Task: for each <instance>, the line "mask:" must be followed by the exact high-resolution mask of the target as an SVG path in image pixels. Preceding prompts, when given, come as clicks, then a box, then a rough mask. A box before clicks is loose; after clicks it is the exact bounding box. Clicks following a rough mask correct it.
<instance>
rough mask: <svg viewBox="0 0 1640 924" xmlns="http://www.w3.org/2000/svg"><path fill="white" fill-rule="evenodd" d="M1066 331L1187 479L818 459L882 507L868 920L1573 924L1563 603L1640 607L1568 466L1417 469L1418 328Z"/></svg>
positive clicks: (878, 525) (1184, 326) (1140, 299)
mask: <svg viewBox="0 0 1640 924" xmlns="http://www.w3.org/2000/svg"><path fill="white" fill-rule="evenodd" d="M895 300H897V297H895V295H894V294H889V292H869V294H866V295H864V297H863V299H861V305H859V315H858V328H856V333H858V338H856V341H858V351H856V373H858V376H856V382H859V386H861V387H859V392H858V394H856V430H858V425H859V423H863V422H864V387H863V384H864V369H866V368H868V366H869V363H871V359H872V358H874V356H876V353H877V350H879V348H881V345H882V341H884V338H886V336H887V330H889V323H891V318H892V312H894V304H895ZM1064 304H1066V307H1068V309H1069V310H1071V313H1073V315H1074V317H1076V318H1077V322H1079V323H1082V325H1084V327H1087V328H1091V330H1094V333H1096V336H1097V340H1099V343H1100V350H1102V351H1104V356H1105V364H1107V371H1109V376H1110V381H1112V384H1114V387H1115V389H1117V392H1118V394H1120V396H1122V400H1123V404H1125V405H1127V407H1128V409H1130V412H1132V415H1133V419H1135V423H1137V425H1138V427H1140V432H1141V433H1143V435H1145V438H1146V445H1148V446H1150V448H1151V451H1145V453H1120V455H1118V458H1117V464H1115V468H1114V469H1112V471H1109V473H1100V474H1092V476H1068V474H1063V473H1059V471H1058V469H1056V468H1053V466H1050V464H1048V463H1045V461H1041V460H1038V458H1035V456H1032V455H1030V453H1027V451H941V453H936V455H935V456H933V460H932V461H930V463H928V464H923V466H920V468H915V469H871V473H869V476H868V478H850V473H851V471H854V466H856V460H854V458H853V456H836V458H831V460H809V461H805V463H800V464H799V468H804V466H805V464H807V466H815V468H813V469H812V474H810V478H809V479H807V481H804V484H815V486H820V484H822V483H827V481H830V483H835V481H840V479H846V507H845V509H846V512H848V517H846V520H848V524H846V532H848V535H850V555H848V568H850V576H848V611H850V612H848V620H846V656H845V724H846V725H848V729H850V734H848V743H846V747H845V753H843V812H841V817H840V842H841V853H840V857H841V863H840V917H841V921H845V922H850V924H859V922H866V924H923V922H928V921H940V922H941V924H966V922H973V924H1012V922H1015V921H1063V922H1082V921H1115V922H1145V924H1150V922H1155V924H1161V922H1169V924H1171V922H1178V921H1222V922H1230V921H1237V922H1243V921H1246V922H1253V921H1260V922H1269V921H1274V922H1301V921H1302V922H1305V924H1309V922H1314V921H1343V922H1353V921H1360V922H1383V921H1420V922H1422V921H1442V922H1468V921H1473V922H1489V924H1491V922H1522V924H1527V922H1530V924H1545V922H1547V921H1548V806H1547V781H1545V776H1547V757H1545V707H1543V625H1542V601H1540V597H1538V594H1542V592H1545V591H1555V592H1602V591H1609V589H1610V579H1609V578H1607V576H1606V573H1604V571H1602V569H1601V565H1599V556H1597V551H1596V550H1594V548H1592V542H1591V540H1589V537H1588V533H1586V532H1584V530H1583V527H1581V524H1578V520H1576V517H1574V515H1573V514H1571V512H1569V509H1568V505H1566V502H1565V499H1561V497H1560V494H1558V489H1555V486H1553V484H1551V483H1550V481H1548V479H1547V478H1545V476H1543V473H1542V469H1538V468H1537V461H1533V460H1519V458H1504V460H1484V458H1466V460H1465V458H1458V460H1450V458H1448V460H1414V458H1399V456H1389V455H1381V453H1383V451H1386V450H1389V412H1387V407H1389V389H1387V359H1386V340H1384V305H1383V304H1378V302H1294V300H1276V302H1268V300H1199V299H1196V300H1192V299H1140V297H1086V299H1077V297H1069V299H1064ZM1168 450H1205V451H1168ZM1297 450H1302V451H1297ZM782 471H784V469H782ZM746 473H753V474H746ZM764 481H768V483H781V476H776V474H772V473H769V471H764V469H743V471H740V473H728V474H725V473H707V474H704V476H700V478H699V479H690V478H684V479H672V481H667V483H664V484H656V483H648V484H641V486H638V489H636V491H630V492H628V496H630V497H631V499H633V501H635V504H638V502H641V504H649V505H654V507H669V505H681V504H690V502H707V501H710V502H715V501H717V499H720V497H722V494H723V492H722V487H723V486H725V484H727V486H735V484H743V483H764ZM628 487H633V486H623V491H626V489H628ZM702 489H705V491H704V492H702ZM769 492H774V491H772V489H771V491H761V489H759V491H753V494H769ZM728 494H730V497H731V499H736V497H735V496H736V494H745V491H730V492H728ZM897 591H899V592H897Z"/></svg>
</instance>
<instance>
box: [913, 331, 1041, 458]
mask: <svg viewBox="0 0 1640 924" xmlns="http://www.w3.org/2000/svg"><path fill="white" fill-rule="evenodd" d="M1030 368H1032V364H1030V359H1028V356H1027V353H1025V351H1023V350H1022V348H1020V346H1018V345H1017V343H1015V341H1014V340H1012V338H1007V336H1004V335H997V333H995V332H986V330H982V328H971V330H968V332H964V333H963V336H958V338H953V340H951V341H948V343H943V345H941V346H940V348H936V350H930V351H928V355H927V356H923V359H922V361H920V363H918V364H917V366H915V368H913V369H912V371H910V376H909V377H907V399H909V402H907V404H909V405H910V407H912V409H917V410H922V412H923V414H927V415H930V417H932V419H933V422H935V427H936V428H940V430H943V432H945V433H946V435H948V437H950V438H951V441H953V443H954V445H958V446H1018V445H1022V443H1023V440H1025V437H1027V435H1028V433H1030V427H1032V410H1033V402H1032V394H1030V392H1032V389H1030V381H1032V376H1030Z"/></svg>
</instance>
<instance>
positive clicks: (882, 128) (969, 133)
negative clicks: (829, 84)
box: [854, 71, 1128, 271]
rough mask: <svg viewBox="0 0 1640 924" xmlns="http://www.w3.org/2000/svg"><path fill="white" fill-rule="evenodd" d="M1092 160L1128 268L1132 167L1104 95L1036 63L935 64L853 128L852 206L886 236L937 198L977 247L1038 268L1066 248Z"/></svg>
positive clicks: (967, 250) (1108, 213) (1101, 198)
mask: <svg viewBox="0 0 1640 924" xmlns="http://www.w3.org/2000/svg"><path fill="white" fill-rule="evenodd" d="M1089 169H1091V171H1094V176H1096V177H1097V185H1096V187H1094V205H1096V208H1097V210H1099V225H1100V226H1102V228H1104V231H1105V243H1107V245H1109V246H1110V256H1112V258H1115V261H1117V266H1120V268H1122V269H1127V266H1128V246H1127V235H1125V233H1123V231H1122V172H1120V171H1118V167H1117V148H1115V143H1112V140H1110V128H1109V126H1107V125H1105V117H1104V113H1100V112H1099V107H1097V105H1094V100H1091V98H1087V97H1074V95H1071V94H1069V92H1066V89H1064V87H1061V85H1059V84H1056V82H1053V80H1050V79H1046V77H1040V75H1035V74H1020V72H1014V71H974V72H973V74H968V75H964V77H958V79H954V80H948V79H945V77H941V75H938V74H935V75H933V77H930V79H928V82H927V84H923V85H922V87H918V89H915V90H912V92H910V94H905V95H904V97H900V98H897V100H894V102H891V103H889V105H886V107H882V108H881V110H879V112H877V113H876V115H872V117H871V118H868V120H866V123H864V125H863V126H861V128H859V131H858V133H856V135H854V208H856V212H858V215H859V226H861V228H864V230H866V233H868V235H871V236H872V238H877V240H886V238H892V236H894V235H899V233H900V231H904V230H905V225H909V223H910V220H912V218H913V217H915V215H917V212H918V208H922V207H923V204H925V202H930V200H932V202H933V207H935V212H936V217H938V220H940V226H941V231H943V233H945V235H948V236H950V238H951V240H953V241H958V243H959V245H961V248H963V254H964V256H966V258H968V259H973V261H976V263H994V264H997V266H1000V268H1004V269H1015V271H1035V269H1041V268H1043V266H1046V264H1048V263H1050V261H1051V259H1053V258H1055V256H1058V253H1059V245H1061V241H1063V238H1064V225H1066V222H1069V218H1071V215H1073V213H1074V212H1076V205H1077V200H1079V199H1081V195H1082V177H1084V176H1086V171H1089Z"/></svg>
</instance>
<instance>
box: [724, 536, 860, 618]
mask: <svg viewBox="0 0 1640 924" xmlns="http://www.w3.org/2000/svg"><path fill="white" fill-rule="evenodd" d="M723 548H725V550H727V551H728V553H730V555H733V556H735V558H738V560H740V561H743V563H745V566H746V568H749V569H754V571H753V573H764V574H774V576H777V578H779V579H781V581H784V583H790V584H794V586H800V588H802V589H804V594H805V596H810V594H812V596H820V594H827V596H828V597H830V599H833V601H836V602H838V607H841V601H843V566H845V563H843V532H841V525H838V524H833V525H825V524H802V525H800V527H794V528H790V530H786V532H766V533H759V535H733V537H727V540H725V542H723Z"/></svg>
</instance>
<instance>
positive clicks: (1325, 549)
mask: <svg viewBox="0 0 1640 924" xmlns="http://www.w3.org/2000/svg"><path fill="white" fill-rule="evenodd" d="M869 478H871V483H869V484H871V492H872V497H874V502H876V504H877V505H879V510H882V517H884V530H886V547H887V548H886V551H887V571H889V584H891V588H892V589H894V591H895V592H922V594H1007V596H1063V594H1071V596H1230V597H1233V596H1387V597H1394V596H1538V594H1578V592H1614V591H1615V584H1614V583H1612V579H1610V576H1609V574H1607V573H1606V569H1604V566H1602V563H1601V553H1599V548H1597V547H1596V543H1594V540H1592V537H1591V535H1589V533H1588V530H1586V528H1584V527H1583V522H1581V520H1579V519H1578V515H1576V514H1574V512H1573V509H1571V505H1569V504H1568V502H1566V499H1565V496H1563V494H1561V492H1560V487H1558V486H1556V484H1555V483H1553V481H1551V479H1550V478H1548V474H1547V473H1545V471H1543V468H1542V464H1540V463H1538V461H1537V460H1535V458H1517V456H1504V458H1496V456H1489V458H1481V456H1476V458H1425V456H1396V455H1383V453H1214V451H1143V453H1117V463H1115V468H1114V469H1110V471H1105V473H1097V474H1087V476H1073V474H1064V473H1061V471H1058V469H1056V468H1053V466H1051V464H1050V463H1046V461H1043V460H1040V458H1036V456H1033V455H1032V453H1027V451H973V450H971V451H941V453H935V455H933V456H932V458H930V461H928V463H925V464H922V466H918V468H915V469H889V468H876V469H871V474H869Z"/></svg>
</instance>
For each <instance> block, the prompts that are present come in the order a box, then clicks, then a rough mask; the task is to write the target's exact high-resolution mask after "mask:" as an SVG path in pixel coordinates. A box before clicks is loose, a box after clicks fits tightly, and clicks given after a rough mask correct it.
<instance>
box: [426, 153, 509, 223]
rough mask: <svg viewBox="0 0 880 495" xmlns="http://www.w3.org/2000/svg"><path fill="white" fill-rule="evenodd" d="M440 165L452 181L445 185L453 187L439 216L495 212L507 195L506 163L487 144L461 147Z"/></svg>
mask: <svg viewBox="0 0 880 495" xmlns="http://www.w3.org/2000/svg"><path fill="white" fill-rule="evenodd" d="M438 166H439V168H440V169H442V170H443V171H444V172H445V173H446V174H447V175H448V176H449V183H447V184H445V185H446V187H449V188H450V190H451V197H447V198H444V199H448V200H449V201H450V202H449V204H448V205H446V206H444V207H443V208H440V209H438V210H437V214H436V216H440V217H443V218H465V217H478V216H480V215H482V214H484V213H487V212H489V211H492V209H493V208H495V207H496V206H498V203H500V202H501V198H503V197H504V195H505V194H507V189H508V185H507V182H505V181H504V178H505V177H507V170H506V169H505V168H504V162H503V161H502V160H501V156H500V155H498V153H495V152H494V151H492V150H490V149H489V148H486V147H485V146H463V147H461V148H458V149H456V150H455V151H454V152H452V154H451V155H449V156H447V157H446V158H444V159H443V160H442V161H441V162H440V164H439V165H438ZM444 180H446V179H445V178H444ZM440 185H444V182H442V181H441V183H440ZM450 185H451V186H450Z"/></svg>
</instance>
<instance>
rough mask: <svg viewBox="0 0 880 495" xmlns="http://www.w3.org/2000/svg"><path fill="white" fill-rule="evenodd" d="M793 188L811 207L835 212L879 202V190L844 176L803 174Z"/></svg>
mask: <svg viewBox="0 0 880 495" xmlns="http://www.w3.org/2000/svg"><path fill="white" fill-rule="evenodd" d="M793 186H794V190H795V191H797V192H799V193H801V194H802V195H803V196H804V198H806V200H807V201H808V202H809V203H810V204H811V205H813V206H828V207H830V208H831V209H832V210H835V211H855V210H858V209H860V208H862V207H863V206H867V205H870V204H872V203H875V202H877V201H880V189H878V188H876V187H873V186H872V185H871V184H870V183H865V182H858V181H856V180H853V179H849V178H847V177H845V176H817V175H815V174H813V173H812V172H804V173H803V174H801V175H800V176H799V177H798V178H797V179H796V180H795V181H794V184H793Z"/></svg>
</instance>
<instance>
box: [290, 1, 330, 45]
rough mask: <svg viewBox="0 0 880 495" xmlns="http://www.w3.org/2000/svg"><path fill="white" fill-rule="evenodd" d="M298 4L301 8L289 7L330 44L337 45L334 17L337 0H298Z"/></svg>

-----

• DIRECTIONS: Your answer should be a single number: the count of lines above with the word "then".

• RESULT: 2